### [SOURCE DOCUMENT]
Quick calc hw question

MaRiNe23

United States747 Posts

April 15 2008 04:47 GMT

1. Let f be the function that is defined or all real numbers x and that has the following properties.

(i) f''(x)=24x-18
(ii) f'(1)=-6
(iii) f(2)=0

Find each x such that the line tangent to the graph of f at (x,f(x)) is horizontal.

2. Let f be the function defined by f(x)=ln(2+sinx) for pi<x<2pi.

(a) Find the absolute maximum value and the absolute minimum value of f. Show the analysis that leads to your conclustion.

(b) Find the x coordinate of each inflection point on the graph of f. Justify your answer.

Blah I'm so bad at calculus. I seriously don't do any homework or even pay attention in that class. Can't even start on most of my homework cuz I don't even understand wtf is going on, espcially word problems are just T_T for me..I honestly don't know why I'm even in it :/

xhuwin

United States476 Posts

April 15 2008 05:05 GMT

1.
We want to find the x coordinates of points (x, f(x)) such that the tangent line is horizontal. That basically means the derivative = f'(x) = 0 at these points, but we don't have a definition of f'(x).

How do we find f'(x)? We integrate f''(x) = 24x - 19 -> f'(x) = 12x^2 - 18x + c. To find c, we use the fact that f'(1) = -6. Then, knowing f'(x), the rest should be fairly straightforward.

### [DATASET EXCERPT]

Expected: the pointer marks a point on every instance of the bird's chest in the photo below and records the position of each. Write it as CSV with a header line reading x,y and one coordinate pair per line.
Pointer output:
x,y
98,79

### [SET EXERCISE]
Reproduce word for word the stretch of the calculus homework thread from "Find each x" through "Justify your answer.". Rely on the calculus homework thread and nothing else.

### [RESPONSE TO THE EXERCISE]
Find each x such that the line tangent to the graph of f at (x,f(x)) is horizontal.

2. Let f be the function defined by f(x)=ln(2+sinx) for pi<x<2pi.

(a) Find the absolute maximum value and the absolute minimum value of f. Show the analysis that leads to your conclustion.

(b) Find the x coordinate of each inflection point on the graph of f. Justify your answer.